** begin GIVEN TEXT **

1. In 1938, Howard Hughes and a four-man crew landed their specially equipped Lockheed 14 in New York City, having circled the globe in three days, nineteen hours, and seventeen minutes. Along the way, they cut in half Charles Lindbergh's record for crossing the Atlantic. Hughes, born in Houston in 1905, inherited a fortune when he was orphaned at the age of eighteen. He moved to Hollywood in the 1920s to produce, and then direct, movies such as Hell's Angels (1930) and Scarface (1932). An aviation enthusiast since boyhood, he formed the Hughes Aircraft Company in the 1930s as a division of Hughes Tool Company and set two speed records as a pilot. In the 1940s, he landed several contracts to produce military aircraft, but with mixed results, as in the case of the famous HK-1 flying boat (the "Spruce Goose"). He remained active in the film and aeronautics industries in the 1950s and 1960s, but by 1970 he had become increasingly reclusive and conducted most of his business through memos. He died in 1976 on a plane from Acapulco, Mexico to Houston.

** end GIVEN TEXT **
** begin SUPPLIED DATA **

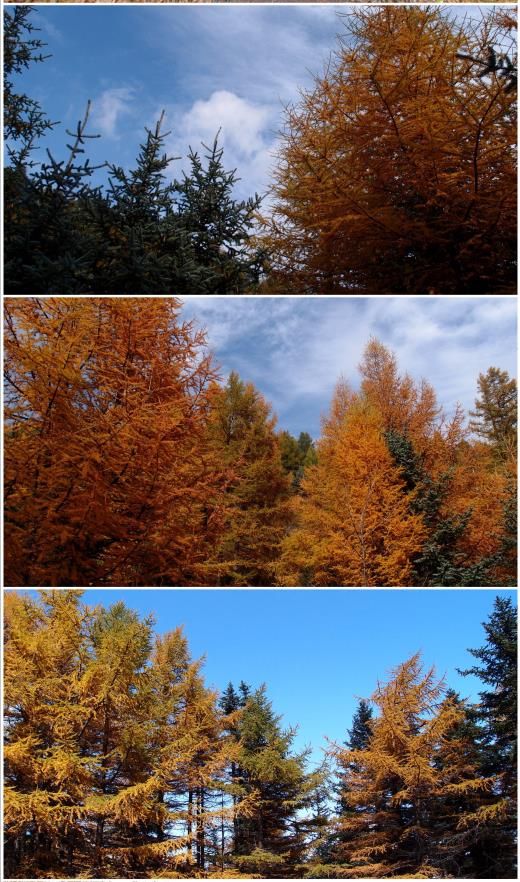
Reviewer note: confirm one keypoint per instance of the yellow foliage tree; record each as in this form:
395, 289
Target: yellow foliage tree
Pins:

** end SUPPLIED DATA **

WHAT IS EXPECTED —
Answer these from the passage on Howard Hughes:
(a) How long did it take Hughes and his crew to circle the globe in 1938?
(b) At what age was Hughes orphaned?
(c) Between which two places was Hughes flying when he died in 1976?

RESULT —
(a) Three days, nineteen hours, and seventeen minutes.
(b) Eighteen.
(c) From Acapulco, Mexico to Houston.